We did it, gang! We made it through another debt ceiling crisis! The United States paid its bills in full and on time, avoiding default and a global economic catastrophe with two days to spare. This self-inflicted wound would have had far-reaching negative economic consequences in the near and long term, including far higher mortgage rates. Financial markets were mostly unbothered despite the fact that this Congress seems to be the most amenable to default. The 10-year Treasury yield rose a modest 0.4% in May, which translated to a 0.4% increase in the average 30-year mortgage rate. The S&P 500, which tracks the stock of the 500 largest publicly traded U.S. companies, reached a high for the year at the beginning of June, up 12% year to date. To be fair, a debt ceiling resolution that didn’t totally destroy the U.S.’s global standing was the most probable scenario. Now that the debt ceiling has been lifted until 2025, we turn our sights back to the Fed and interest rates.
------------------------------------------------------------------------
ASSIGNMENT:
Using the debt ceiling text, answer these:
1. With how many days to spare did the United States avoid default?
2. How much did the 10-year Treasury yield rise in May?
3. Until what year has the debt ceiling been lifted?

DATA SEGMENT:
------------------------------------------------------------------------
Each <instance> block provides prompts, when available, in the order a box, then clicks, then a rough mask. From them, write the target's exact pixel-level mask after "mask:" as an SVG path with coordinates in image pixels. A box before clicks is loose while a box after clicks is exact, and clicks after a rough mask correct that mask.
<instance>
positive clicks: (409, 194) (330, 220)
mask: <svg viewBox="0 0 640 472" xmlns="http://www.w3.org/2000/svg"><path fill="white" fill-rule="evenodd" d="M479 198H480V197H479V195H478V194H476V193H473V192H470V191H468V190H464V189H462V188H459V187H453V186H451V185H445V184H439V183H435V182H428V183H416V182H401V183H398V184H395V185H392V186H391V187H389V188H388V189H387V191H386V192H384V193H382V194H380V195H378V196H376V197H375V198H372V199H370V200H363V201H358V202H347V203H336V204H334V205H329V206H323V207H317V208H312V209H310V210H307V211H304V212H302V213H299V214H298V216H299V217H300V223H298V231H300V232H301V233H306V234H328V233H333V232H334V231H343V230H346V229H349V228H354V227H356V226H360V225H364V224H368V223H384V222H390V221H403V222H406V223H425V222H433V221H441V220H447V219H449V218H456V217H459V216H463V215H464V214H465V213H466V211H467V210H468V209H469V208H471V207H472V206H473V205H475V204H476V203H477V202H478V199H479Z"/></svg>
------------------------------------------------------------------------
RESPONSE:
1. Two days.
2. 0.4%.
3. 2025.